Excerpt to read —
## Begin
[Operators] Future of XMPP Re: The Google issue

Matthew Wild mwild1 at gmail.com
Tue Dec 3 14:11:43 UTC 2013


On 3 December 2013 08:11, Alexander Holler <holler at ahsoftware.de> wrote:
> Am 02.12.2013 18:50, schrieb Peter Saint-Andre:
>> On 12/1/13 4:34 AM, Andreas Kuckartz wrote:
>
>> It is possible that XMPP will be used mainly for enterprise IM inside
>> organizations, and for things other than person-to-person chat (there
>> is a lot happening these days with machine-to-machine communication in
>> the broad sense), whereas person-to-person chat will happen using
>> other technologies (IMHO likely p2p, not a decentralized server
>> model). But my crystal ball is not 100% accurate. ;-)
>
> Hmm, I wouldn't want the overhead of an XML-streaming parser for M2M.
## End
[Dataset records]
## Begin
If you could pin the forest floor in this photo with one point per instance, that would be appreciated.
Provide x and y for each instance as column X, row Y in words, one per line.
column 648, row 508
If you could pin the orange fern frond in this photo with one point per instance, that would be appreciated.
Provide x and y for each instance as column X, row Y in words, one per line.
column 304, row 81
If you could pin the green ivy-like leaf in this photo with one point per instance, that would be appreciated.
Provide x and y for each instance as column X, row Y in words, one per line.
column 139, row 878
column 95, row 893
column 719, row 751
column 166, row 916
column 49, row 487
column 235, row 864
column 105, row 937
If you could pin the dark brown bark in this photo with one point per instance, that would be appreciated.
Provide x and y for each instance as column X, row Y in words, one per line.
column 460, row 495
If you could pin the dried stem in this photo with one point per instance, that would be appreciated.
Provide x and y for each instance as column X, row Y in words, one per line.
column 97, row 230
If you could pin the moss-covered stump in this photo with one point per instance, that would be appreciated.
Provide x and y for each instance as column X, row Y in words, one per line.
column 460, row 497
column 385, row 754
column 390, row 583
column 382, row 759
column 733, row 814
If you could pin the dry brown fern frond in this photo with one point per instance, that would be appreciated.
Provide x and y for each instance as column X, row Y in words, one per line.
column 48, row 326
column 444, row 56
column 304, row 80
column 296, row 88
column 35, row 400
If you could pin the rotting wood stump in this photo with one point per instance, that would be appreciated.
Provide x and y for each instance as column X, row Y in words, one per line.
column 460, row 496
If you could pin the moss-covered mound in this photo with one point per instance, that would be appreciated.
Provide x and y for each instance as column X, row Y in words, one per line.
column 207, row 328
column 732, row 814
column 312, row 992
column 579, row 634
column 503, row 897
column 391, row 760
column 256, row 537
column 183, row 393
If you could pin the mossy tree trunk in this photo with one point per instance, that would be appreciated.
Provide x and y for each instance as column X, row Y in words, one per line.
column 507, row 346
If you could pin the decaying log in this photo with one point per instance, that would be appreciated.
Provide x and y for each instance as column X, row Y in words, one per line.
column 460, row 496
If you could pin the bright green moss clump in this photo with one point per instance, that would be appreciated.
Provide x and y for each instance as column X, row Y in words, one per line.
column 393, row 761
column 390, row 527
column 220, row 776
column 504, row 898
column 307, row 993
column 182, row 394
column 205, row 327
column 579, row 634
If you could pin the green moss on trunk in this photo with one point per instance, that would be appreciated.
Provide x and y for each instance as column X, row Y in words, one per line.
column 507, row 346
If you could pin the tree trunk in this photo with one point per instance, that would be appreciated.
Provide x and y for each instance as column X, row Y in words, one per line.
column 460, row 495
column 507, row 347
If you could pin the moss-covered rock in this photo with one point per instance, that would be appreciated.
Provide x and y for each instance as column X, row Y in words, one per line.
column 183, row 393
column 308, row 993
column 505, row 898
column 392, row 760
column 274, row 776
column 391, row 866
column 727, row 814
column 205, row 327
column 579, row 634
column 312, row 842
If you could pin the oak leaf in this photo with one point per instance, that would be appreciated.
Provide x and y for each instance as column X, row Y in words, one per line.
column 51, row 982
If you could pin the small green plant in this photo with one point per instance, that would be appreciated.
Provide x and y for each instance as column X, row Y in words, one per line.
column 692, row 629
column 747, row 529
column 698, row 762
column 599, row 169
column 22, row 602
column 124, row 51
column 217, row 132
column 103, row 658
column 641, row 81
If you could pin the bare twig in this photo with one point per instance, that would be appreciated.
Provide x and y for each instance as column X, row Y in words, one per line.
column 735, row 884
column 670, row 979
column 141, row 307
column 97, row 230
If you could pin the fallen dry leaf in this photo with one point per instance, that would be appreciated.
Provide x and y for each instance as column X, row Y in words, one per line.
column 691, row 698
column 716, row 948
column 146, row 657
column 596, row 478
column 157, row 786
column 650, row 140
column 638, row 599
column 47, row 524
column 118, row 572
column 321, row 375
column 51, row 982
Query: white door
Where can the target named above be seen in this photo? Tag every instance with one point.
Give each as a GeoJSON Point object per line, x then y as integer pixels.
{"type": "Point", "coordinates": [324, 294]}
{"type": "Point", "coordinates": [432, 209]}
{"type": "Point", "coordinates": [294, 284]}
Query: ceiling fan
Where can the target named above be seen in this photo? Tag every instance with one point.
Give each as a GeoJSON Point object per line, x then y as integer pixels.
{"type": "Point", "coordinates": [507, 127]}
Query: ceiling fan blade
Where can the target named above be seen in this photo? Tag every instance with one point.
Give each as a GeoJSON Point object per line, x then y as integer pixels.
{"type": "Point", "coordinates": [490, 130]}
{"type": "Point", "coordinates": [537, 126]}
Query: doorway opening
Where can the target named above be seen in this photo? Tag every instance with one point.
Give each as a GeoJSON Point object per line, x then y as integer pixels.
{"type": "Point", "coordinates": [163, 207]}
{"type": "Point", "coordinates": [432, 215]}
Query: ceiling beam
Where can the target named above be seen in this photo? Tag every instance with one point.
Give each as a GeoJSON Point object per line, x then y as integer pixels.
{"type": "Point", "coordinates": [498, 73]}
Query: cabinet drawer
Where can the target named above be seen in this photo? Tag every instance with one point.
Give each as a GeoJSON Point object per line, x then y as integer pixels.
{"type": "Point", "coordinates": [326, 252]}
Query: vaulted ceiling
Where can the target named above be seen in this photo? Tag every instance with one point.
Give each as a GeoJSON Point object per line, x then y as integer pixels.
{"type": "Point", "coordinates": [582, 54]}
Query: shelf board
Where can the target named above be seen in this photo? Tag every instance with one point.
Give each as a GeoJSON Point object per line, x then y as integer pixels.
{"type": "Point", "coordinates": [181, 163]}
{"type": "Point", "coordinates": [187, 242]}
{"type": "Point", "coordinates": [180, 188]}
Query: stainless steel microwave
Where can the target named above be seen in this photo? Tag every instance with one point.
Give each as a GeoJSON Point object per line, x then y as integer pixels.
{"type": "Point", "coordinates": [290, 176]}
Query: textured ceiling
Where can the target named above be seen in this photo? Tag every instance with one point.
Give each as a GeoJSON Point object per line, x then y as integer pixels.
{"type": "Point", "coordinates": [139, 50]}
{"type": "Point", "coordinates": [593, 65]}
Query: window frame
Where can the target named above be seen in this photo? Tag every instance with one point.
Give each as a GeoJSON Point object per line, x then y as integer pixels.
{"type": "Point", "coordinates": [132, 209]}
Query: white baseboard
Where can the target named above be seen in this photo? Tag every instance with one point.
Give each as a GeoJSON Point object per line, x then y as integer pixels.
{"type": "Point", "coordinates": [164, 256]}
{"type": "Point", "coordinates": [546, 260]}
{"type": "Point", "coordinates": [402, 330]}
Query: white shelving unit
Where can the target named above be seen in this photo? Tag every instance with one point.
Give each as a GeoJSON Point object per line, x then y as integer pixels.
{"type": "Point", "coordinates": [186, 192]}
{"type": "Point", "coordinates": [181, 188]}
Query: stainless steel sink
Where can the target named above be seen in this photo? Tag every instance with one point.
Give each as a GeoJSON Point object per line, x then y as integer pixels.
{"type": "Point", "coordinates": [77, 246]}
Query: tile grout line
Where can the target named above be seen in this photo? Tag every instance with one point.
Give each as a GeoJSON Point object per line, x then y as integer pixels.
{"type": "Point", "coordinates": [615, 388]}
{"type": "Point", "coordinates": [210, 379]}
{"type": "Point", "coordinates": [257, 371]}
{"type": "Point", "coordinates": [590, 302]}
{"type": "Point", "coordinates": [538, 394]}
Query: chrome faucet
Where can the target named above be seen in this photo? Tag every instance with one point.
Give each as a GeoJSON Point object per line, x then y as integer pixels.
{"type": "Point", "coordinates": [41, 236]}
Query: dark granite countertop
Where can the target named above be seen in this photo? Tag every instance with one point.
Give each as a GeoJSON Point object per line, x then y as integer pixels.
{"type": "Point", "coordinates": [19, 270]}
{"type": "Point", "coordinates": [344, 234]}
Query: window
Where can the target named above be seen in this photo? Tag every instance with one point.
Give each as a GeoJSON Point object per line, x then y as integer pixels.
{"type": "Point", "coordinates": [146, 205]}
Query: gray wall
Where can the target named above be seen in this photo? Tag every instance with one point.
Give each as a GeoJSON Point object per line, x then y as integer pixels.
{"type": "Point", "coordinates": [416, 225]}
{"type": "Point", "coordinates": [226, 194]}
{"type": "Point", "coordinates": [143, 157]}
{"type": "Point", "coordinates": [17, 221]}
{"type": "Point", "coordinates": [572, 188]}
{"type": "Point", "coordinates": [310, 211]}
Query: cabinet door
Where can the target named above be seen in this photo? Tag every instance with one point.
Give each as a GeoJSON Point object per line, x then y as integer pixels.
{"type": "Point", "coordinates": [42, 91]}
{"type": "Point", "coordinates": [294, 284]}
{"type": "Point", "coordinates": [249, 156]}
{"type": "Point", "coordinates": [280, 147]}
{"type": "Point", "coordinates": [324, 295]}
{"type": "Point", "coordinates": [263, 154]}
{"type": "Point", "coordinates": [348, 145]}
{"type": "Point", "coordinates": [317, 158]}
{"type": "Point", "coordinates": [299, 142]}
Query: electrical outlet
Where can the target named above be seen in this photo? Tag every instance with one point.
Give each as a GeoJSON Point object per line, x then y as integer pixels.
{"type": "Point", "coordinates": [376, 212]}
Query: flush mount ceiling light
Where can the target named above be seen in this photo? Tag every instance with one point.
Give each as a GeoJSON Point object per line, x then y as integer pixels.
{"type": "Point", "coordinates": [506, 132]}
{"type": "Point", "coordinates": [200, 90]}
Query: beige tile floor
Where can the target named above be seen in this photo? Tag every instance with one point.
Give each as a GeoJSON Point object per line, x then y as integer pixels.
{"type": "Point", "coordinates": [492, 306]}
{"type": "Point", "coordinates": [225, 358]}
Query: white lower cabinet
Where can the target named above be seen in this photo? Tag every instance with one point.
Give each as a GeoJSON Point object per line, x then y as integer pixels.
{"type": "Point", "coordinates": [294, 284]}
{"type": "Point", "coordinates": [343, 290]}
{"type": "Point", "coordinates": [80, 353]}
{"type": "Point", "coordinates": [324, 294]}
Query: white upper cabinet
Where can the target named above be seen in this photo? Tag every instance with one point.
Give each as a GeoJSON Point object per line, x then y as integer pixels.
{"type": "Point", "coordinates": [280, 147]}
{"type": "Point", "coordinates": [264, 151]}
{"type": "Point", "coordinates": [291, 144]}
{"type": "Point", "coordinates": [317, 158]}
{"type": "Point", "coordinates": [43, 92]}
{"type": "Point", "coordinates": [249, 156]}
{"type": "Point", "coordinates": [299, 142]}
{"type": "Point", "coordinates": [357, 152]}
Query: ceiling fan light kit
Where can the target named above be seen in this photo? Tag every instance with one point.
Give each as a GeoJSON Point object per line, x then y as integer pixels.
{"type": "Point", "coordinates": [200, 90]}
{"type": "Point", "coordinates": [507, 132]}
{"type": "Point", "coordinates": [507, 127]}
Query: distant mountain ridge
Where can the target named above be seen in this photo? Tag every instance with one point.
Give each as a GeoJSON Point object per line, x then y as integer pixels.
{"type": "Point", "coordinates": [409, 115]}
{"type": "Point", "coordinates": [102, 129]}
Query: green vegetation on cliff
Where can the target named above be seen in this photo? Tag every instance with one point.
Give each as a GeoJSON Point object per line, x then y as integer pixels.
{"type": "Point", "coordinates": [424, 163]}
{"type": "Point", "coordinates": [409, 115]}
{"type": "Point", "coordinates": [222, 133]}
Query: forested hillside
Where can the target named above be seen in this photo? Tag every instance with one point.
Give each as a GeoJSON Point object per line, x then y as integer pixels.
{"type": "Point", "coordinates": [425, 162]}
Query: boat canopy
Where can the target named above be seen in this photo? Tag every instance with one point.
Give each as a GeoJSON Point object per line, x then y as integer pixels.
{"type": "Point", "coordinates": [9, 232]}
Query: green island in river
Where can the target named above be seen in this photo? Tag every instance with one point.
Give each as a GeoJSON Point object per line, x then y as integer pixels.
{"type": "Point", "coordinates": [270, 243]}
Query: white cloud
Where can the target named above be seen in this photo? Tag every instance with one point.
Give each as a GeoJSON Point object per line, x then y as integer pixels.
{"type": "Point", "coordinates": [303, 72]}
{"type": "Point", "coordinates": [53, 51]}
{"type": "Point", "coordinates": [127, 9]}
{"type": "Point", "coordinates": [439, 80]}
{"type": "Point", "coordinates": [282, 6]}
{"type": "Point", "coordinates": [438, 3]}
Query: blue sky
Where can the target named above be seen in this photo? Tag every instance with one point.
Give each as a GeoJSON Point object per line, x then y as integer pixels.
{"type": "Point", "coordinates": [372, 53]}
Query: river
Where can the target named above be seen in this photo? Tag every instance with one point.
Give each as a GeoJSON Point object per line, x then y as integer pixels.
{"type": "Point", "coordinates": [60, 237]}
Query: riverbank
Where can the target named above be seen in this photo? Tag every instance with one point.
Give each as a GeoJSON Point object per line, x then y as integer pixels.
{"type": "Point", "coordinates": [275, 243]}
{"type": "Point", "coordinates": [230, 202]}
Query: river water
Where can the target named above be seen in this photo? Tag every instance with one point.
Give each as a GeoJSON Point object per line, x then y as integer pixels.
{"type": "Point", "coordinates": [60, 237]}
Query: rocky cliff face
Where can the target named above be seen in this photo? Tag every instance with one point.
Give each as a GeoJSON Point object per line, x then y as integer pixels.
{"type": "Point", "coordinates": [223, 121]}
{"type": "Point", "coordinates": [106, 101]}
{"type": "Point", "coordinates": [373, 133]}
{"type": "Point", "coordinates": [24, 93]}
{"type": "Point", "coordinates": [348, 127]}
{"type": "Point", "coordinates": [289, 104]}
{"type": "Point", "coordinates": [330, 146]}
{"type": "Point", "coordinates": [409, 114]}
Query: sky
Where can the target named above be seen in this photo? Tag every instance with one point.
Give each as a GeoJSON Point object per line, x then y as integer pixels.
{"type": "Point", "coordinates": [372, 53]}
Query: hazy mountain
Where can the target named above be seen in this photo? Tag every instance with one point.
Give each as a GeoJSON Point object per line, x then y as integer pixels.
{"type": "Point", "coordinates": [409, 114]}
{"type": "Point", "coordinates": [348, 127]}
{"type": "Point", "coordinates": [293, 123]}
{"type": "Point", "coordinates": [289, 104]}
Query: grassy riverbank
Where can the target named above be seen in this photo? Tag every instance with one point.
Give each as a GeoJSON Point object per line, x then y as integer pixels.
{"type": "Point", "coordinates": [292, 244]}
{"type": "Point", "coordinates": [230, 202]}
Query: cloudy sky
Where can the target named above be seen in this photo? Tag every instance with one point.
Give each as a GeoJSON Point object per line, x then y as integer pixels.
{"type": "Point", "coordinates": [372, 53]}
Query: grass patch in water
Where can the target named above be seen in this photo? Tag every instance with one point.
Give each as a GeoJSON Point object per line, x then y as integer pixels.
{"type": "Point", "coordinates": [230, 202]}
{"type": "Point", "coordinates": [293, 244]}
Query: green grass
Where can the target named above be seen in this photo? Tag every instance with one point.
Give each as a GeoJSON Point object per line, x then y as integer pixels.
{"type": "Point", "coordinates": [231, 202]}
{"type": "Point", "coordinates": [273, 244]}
## End
Stated task — In the mailing list post, what does Alexander Holler say he wouldn't want for M2M?

Result — The overhead of an XML-streaming parser.